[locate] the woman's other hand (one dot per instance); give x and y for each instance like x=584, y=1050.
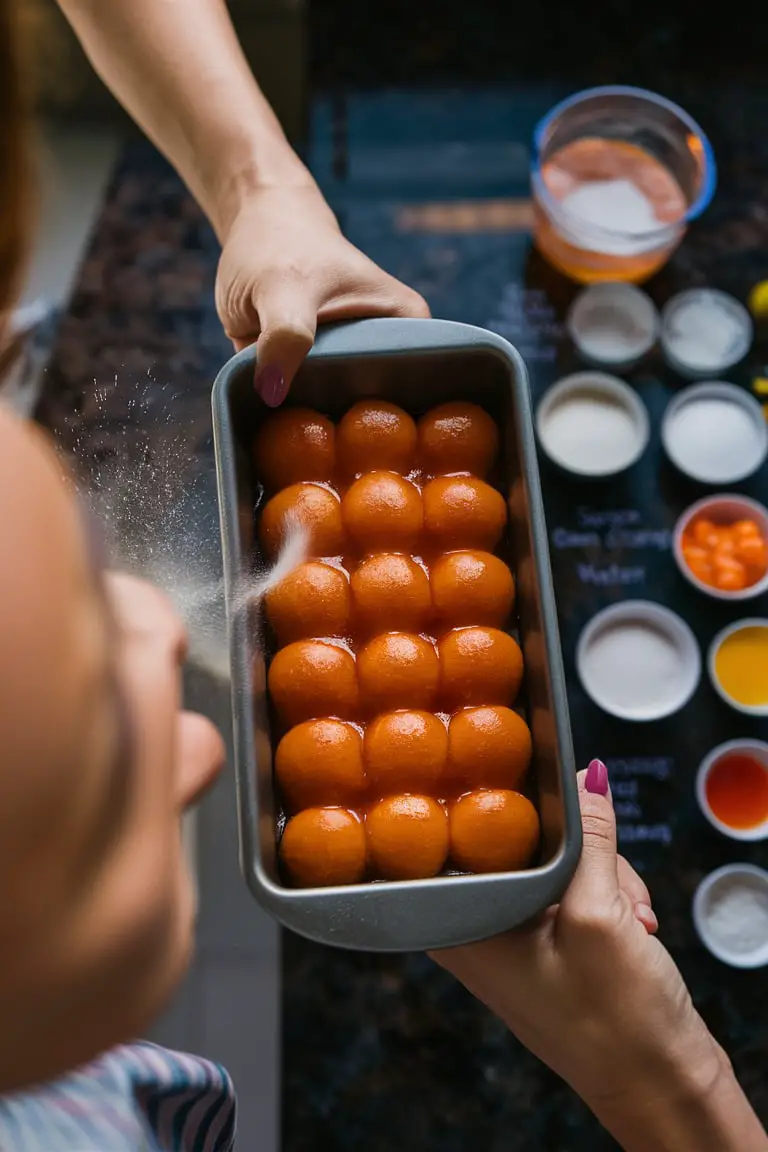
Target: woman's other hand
x=591, y=991
x=284, y=268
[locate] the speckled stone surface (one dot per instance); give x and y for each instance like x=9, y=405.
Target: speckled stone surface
x=383, y=1053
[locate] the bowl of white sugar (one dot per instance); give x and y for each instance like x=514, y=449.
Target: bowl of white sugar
x=730, y=914
x=637, y=660
x=715, y=433
x=592, y=425
x=705, y=332
x=613, y=324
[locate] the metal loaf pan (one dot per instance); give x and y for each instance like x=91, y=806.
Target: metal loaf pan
x=416, y=364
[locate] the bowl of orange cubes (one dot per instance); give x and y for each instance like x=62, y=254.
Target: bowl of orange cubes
x=403, y=755
x=721, y=546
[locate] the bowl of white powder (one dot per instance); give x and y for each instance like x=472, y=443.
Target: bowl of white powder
x=705, y=332
x=613, y=324
x=715, y=433
x=592, y=425
x=638, y=660
x=730, y=914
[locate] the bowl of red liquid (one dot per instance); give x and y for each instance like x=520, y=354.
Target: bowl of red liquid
x=616, y=176
x=732, y=789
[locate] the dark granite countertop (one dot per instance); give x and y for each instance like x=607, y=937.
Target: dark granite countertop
x=383, y=1053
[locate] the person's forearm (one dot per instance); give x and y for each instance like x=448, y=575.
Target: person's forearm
x=693, y=1118
x=177, y=68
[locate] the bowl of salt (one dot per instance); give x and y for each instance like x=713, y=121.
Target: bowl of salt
x=730, y=915
x=705, y=332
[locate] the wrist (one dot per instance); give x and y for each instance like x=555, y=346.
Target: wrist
x=244, y=179
x=694, y=1105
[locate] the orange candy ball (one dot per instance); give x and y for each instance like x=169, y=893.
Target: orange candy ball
x=495, y=831
x=312, y=600
x=382, y=513
x=390, y=591
x=397, y=671
x=488, y=748
x=316, y=508
x=324, y=846
x=312, y=679
x=293, y=445
x=479, y=666
x=457, y=437
x=471, y=588
x=408, y=838
x=405, y=751
x=375, y=436
x=320, y=762
x=463, y=513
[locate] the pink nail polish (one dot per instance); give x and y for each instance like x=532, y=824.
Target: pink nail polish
x=597, y=778
x=271, y=385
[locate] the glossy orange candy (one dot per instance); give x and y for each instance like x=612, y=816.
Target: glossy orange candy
x=407, y=838
x=390, y=590
x=479, y=666
x=382, y=513
x=375, y=436
x=313, y=600
x=311, y=679
x=320, y=763
x=324, y=846
x=457, y=437
x=293, y=445
x=471, y=588
x=405, y=751
x=314, y=508
x=493, y=831
x=462, y=512
x=488, y=747
x=397, y=671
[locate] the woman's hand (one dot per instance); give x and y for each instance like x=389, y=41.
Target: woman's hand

* _GOAL_
Emit verbatim the lines running from the one with "[locate] the orange" through the last line of the data, both endpoints inclusive.

* _EXERCISE ANSWER_
[locate] the orange candy ball (one dot per instance); give x and y for each instance like x=169, y=893.
Target: orange candy ball
x=495, y=831
x=312, y=600
x=382, y=513
x=390, y=591
x=397, y=671
x=488, y=748
x=316, y=508
x=324, y=846
x=312, y=679
x=293, y=445
x=479, y=666
x=457, y=437
x=471, y=588
x=408, y=838
x=405, y=751
x=375, y=436
x=320, y=762
x=463, y=513
[locate] the pink nail polish (one dot per instance); give x and y for each instance like x=532, y=824.
Target: pink nail polish
x=597, y=778
x=271, y=385
[locate] the glossy orange candy (one dot per instance); give x and y for each instance like x=612, y=816.
Target: glossy orange candy
x=407, y=838
x=390, y=590
x=479, y=666
x=382, y=513
x=375, y=436
x=313, y=600
x=311, y=679
x=320, y=763
x=324, y=846
x=457, y=437
x=293, y=445
x=471, y=588
x=405, y=751
x=314, y=508
x=493, y=831
x=462, y=512
x=488, y=747
x=397, y=671
[locate] the woman's hand (one dot per instance); give x and y for each instance like x=389, y=41.
Target: woman's hand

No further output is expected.